Required work: Copy exactly the lines from the first line of the records below through the line containing "positive clicks: (246, 166)", including both, and nothing else.

:: Provided records ::

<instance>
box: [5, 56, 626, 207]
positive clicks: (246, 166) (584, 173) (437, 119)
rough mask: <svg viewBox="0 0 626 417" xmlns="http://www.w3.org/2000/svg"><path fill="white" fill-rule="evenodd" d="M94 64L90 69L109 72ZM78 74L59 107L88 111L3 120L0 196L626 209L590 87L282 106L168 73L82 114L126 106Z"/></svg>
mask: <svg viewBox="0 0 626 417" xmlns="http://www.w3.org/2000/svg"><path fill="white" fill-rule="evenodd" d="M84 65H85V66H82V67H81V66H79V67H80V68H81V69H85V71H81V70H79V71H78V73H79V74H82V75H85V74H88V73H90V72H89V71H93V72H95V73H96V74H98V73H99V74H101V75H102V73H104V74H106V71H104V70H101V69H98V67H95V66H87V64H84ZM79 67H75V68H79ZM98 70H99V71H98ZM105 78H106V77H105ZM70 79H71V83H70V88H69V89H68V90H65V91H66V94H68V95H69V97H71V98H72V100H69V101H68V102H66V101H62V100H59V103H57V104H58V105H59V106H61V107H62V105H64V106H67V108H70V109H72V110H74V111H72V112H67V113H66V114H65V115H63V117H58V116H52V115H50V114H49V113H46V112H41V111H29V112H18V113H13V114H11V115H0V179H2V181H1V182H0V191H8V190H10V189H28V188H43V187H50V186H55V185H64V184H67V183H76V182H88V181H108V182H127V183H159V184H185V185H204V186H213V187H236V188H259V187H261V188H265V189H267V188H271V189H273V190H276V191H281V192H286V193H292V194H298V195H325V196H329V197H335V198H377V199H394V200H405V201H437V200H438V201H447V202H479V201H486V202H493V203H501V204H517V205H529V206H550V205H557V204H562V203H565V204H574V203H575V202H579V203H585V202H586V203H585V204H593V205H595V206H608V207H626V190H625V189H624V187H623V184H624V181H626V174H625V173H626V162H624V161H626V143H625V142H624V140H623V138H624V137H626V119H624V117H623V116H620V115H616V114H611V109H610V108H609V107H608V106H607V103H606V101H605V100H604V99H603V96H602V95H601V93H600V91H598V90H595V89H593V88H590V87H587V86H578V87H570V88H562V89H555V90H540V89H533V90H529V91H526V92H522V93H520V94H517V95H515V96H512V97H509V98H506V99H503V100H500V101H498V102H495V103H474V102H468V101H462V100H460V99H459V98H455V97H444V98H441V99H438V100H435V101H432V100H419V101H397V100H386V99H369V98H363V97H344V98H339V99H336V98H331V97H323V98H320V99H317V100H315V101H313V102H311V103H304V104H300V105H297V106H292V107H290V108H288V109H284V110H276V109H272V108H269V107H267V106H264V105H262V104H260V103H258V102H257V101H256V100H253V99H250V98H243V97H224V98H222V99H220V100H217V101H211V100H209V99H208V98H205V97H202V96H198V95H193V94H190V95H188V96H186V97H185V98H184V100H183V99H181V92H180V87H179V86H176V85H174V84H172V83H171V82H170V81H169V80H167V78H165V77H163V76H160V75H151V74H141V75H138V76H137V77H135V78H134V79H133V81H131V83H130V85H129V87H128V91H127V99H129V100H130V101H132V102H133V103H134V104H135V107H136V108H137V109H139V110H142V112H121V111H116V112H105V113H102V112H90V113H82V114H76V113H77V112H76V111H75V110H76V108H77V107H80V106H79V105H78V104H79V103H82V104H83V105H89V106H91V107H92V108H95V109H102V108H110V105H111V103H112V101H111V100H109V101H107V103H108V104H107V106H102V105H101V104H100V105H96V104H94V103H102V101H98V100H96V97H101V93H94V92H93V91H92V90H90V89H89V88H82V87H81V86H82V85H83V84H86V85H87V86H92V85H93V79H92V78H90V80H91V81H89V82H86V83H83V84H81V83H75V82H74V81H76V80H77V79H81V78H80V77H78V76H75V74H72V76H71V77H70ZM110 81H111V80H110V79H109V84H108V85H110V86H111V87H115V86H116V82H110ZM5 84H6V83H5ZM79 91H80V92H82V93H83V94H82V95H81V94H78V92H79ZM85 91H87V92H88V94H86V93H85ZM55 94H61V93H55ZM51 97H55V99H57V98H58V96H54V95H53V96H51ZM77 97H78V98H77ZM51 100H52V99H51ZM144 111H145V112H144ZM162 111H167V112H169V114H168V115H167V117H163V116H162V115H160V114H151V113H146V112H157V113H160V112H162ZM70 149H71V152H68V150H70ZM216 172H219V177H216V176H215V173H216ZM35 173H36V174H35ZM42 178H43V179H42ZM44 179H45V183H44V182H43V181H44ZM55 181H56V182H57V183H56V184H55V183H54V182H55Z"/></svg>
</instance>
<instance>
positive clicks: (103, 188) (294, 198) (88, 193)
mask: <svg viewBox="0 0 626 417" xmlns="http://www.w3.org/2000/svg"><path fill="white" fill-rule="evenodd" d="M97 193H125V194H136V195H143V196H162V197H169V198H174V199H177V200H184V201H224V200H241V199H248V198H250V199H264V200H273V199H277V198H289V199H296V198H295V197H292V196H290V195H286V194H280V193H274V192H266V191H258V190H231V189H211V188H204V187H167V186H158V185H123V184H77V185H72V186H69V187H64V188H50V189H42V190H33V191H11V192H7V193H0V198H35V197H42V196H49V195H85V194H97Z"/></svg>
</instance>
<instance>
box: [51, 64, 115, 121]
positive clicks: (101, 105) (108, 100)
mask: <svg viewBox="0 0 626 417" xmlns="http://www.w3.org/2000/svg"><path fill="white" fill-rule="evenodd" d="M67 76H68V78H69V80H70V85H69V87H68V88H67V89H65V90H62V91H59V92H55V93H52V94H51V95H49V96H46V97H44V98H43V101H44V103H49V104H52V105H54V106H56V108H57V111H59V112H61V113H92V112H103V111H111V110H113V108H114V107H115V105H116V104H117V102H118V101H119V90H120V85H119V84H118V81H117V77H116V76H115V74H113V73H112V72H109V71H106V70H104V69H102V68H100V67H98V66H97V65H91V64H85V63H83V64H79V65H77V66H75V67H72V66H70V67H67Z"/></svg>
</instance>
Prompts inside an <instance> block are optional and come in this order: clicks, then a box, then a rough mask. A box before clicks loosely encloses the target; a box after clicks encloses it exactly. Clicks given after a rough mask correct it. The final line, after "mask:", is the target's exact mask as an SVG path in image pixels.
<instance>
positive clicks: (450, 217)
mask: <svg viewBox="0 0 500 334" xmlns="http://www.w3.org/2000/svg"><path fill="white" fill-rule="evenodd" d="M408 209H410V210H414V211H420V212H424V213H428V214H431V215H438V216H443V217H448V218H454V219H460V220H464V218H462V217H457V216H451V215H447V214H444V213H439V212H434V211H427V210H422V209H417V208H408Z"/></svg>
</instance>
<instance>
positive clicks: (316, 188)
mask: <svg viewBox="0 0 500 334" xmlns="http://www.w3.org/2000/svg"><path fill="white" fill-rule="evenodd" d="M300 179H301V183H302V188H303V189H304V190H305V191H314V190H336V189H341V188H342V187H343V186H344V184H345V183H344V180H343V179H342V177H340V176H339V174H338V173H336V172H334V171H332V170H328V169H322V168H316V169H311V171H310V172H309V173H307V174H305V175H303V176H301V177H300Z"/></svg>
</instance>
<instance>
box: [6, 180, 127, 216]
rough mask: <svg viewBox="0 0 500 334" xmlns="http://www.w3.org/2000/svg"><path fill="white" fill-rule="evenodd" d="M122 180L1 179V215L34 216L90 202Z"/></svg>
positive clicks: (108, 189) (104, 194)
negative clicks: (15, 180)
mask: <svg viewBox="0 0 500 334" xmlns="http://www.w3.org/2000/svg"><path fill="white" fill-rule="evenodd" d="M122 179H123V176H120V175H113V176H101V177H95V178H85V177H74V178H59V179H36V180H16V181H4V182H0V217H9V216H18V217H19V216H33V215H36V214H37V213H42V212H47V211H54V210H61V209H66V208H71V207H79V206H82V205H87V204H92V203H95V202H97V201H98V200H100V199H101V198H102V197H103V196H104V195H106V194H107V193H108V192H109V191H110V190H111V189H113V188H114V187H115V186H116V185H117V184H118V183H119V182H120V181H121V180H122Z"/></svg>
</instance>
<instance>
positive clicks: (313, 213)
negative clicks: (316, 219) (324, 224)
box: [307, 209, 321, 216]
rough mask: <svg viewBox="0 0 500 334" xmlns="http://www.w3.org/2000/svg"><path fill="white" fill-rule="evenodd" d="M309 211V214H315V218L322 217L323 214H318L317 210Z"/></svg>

:::

Result for this task:
<instance>
box: [5, 56, 626, 207]
positive clicks: (246, 166) (584, 173) (437, 119)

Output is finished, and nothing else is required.